Word for word, retype the tail of the data below, starting with the line that has "Query: dreamstime watermark" and including the last line.

[Referring expression pointing data]
= Beginning of Section =

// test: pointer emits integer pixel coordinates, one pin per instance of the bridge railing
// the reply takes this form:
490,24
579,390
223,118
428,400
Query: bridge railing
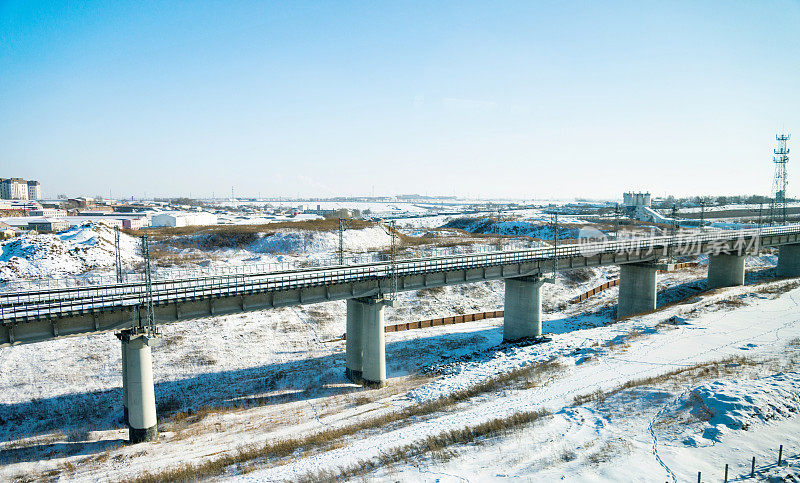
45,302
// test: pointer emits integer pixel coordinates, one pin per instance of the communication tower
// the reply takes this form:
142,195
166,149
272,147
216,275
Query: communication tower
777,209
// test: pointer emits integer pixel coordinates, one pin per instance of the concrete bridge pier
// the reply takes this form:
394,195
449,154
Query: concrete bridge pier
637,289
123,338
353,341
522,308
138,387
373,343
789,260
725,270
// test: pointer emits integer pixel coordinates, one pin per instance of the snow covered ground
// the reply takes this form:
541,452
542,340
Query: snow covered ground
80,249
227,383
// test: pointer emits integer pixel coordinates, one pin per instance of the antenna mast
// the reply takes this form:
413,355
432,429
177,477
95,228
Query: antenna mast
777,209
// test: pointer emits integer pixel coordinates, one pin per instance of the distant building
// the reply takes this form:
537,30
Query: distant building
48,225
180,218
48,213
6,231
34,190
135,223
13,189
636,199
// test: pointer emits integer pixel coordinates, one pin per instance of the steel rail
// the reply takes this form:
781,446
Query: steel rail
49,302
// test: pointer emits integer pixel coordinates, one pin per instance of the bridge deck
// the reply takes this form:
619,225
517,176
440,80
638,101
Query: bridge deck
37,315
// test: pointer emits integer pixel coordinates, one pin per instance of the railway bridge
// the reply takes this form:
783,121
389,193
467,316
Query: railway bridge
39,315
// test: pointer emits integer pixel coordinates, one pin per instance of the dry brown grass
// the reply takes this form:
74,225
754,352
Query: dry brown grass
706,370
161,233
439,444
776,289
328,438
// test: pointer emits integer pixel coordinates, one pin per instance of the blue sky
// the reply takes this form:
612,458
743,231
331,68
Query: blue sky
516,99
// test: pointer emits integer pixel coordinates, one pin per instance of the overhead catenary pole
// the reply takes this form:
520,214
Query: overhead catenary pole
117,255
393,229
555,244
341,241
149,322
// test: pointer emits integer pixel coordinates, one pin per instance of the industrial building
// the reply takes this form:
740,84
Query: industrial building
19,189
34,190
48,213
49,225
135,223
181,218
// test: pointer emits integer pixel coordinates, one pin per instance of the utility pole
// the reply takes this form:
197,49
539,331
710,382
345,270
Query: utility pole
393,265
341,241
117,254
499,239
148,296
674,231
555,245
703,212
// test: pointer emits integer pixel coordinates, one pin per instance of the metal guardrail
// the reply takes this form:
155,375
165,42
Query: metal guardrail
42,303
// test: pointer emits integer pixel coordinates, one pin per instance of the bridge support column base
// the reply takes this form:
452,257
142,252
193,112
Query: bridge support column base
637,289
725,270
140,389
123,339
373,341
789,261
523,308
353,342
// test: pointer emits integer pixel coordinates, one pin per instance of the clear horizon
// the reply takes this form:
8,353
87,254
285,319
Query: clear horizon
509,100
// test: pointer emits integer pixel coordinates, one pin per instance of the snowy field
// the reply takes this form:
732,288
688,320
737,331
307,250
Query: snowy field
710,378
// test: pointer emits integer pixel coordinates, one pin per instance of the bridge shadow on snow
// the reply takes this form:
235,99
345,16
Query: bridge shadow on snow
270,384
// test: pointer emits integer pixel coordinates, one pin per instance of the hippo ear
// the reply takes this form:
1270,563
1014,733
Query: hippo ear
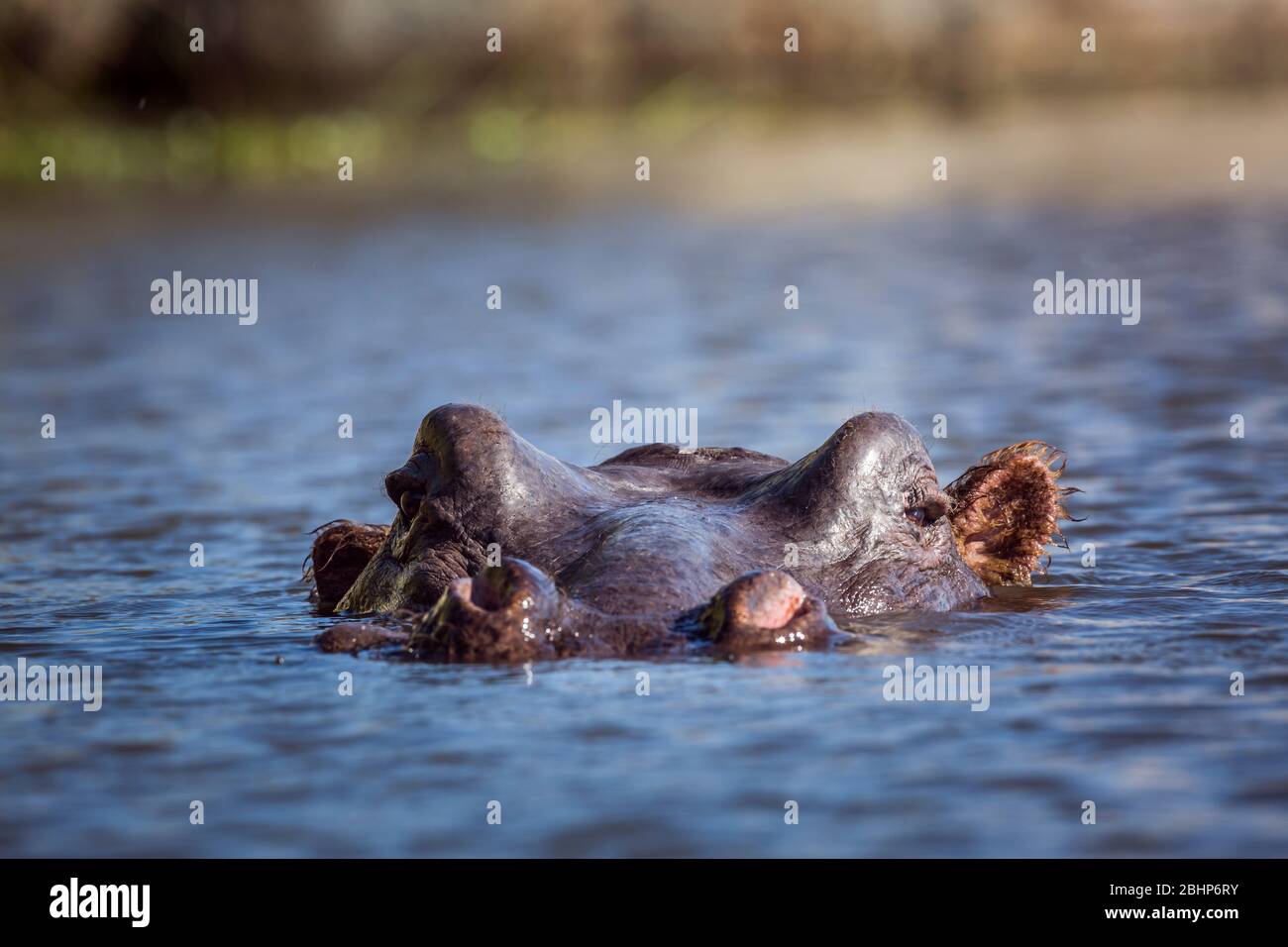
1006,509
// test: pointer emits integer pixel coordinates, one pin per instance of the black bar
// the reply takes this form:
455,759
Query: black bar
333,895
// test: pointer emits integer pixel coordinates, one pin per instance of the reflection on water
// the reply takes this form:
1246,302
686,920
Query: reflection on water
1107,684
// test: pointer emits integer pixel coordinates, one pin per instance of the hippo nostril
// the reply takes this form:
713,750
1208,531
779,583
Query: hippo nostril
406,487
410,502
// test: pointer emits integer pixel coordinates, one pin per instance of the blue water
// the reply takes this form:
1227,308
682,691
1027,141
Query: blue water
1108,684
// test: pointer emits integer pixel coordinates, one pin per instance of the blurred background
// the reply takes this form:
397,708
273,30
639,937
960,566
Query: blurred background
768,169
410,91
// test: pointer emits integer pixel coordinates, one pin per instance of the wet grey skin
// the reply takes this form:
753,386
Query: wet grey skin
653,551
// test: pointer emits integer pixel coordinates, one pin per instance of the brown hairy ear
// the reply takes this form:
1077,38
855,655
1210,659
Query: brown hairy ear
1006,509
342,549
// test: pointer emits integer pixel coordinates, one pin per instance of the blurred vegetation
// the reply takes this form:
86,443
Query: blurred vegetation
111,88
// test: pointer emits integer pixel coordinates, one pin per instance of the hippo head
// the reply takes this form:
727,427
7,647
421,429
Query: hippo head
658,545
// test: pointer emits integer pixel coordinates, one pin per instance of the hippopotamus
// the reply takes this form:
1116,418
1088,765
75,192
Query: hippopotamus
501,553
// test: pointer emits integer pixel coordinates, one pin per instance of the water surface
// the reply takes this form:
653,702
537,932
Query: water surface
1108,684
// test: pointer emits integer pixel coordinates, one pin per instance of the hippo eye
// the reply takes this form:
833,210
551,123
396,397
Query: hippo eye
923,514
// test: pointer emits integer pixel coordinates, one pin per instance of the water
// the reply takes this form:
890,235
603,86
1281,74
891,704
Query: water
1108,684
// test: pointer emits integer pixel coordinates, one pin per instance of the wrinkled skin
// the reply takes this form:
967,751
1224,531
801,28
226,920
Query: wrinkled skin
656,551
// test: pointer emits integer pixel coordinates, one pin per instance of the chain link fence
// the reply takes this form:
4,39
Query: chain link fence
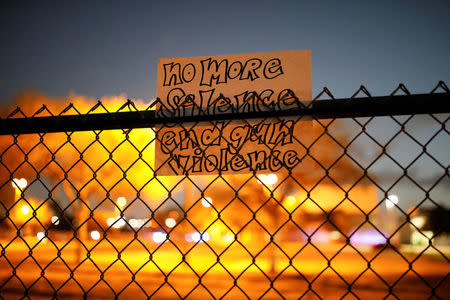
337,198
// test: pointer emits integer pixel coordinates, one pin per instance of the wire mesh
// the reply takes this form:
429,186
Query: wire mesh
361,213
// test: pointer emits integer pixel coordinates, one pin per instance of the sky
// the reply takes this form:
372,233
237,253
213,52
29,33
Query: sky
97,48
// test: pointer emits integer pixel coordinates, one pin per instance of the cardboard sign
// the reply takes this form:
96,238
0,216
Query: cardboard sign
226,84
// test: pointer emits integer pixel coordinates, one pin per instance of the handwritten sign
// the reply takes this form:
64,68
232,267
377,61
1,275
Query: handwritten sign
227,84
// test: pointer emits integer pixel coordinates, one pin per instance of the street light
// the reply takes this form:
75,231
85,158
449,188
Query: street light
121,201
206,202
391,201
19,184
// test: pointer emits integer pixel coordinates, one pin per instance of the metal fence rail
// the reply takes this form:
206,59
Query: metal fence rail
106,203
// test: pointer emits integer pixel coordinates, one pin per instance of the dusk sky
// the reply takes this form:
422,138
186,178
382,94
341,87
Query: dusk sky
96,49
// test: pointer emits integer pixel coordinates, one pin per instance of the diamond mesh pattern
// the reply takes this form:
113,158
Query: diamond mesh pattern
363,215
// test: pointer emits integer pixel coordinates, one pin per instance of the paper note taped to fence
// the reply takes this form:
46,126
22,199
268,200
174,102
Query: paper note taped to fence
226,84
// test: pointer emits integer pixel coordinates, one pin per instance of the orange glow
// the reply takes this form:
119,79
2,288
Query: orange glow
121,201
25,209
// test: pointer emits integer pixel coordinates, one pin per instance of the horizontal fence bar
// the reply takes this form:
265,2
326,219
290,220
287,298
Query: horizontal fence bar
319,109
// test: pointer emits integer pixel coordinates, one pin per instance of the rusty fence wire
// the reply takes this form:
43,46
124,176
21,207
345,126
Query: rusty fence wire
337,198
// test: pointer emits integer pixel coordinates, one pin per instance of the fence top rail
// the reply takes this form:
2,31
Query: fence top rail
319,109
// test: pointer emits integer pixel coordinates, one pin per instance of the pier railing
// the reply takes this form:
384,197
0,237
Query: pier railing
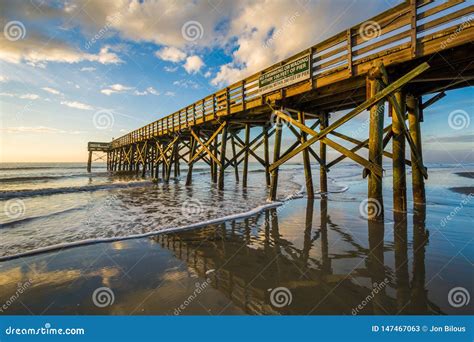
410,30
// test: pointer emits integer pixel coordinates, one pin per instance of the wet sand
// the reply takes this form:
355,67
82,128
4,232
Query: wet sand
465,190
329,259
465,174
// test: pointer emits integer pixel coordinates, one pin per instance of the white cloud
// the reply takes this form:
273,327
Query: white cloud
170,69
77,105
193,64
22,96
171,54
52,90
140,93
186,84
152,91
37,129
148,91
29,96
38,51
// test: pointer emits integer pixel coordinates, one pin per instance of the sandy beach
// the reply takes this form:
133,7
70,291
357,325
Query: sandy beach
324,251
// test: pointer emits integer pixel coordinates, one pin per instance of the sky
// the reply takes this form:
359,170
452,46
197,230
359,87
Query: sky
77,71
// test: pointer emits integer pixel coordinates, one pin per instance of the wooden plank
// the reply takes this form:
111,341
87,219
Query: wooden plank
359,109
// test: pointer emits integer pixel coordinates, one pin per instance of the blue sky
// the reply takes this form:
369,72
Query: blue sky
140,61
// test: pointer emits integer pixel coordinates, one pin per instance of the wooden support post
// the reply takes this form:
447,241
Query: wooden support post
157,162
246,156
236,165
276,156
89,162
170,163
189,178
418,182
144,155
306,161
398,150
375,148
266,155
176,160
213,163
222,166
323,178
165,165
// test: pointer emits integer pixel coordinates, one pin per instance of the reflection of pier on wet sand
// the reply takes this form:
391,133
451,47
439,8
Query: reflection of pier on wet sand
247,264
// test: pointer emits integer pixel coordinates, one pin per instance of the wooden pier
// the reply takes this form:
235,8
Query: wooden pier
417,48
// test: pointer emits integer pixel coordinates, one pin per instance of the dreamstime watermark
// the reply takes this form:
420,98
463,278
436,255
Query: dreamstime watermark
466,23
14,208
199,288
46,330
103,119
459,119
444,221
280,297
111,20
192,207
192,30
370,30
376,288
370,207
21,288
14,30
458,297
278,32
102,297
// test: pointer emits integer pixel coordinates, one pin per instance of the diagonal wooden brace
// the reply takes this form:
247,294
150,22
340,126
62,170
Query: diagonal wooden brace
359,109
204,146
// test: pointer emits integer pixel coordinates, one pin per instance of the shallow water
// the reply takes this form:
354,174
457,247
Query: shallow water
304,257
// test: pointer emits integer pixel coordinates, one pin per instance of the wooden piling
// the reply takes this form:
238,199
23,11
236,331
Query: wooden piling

= End of Section =

_Expected answer_.
Query: dreamstime watermark
466,23
14,208
199,288
46,330
103,119
459,119
444,221
280,297
111,20
192,207
192,30
370,30
376,288
370,207
21,288
14,30
458,297
278,32
102,297
// test: pointer emits integer pixel coordinates, one pin per instance of the diagonal wooden brace
// the reply takes this form:
247,294
150,22
340,126
62,170
Query: diagonal wooden brace
359,109
204,146
// test: pointer emits integer pixel coordinates, one pin per instance of the shallow water
// the reply takes this form:
354,174
457,247
Query: shallow water
304,257
// test: pointer emits integer pixel coordinates, one pin per instance of the wooden piling
// the reply takes this form:
238,199
23,11
236,331
Query: wooden piling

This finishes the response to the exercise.